▶ _Problem description_
The full set of entries below is to be returned unchanged.

▶ _Data extracts_
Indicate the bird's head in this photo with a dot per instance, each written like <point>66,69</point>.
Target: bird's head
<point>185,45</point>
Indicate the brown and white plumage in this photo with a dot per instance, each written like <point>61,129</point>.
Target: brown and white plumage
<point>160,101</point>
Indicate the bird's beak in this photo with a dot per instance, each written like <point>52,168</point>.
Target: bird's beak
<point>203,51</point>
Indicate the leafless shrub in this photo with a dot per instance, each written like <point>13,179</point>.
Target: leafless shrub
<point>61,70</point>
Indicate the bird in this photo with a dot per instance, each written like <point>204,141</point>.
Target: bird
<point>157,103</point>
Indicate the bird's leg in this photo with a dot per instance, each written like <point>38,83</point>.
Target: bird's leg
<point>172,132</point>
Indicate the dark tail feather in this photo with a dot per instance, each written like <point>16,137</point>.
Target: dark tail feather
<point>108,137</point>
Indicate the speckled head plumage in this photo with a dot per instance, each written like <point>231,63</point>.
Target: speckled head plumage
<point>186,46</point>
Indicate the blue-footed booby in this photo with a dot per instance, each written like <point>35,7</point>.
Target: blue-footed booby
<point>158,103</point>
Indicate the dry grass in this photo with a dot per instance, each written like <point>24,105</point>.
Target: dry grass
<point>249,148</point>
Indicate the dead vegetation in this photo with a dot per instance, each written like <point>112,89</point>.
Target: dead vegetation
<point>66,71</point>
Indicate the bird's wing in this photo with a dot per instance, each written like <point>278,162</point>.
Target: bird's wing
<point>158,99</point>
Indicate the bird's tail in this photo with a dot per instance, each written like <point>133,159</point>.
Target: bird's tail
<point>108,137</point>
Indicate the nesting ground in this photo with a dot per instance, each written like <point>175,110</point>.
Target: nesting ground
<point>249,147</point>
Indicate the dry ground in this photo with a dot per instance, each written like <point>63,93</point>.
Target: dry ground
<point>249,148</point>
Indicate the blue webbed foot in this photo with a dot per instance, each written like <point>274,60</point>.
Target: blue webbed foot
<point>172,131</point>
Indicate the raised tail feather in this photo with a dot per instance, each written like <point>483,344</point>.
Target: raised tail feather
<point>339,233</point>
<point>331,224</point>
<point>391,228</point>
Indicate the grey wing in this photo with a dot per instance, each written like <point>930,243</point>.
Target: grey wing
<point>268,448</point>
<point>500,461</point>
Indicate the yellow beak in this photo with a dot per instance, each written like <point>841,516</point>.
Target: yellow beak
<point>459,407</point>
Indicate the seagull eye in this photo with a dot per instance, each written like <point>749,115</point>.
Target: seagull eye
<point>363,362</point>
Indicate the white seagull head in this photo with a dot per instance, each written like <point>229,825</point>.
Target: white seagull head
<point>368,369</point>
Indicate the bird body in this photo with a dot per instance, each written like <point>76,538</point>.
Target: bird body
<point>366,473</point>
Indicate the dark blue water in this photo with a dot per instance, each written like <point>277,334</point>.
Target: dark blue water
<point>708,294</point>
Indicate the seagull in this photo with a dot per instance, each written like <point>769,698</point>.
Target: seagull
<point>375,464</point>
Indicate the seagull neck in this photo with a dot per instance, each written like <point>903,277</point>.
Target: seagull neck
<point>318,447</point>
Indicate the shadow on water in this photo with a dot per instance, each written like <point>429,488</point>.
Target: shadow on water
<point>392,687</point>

▶ _Answer space_
Indicate the bird's head in this photo with a dot per instance, each written like <point>66,69</point>.
Target: bird's head
<point>185,45</point>
Indicate the brown and white plumage in this photo with a dot per instance, each written like <point>61,129</point>.
Target: brown and white plumage
<point>160,101</point>
Indicate the bird's beak in this photo with a dot per instance, each written like <point>52,168</point>.
Target: bird's beak
<point>203,51</point>
Indicate the leafless shrub in this photo with a dot per instance, each written like <point>13,179</point>.
Target: leafless shrub
<point>61,70</point>
Indicate the bird in this photo with a dot per instance, each written like <point>204,141</point>.
Target: bird
<point>157,103</point>
Indicate the bird's leg in this photo with a dot per instance, each written like <point>38,83</point>.
Target: bird's leg
<point>172,132</point>
Indicate the dark tail feather in this photo with a dot per instance, each written like <point>16,137</point>.
Target: dark tail feather
<point>108,137</point>
Indicate the speckled head plumage in this photo with a dot per instance, each written like <point>231,63</point>.
Target: speckled head plumage
<point>186,46</point>
Indicate the blue-footed booby in this photo with a dot per instance, each written like <point>35,7</point>.
Target: blue-footed booby
<point>158,103</point>
Indicate the dry grass in this photo with a dot per instance, each written like <point>24,105</point>.
Target: dry grass
<point>249,148</point>
Indicate the dead vegetation in this photo with a dot per instance, each written like <point>112,89</point>.
Target: dead vegetation
<point>66,71</point>
Indicate the bird's wing in this photo with a dot per instance, each written like <point>278,162</point>.
Target: bird's wing
<point>158,99</point>
Indicate the bird's tail in this photo with a dot per instance, each written like <point>133,159</point>.
Target: bird's tail
<point>108,137</point>
Indicate the nesting ground in this photo with a dot per instance, each written like <point>175,110</point>.
Target: nesting ground
<point>249,147</point>
Indicate the dry ground in this photo with a dot per instance, each written like <point>63,93</point>.
Target: dry ground
<point>249,148</point>
Indicate the blue webbed foot in this photo with a dot per instance, each written like <point>274,60</point>.
Target: blue webbed foot
<point>172,131</point>
Indicate the raised tail feather in this photo with a dot per instance, each written like <point>483,344</point>.
Target: raised tail feather
<point>339,233</point>
<point>331,224</point>
<point>391,228</point>
Indicate the grey wing in this photo with a dot per instance, each written like <point>930,243</point>.
Target: grey wing
<point>268,448</point>
<point>500,461</point>
Indicate the yellow beak in this photo with a dot per instance, each written like <point>841,516</point>.
Target: yellow beak
<point>459,407</point>
Indicate the seagull eye in this photo with a dot per instance, each written like <point>749,115</point>.
Target: seagull eye
<point>363,362</point>
Indicate the white seagull head in this photo with a dot per instance, each written like <point>229,825</point>.
Target: white seagull head
<point>368,369</point>
Indicate the bird body in this photo with a dot per instance, each written like <point>76,538</point>.
Target: bird body
<point>366,473</point>
Indicate the dark blue water in this photo with a dot per instance, each written like <point>277,334</point>.
Target: dark blue water
<point>708,294</point>
Indicate the seagull in this photo with a dot per instance, each written like <point>769,698</point>.
Target: seagull
<point>375,464</point>
Indicate the seagull neck in this photo with a dot per instance, each written like <point>903,277</point>.
Target: seagull neck
<point>318,447</point>
Indicate the shadow on water in this photo with a dot per instance, each written like <point>429,488</point>.
Target: shadow on water
<point>392,687</point>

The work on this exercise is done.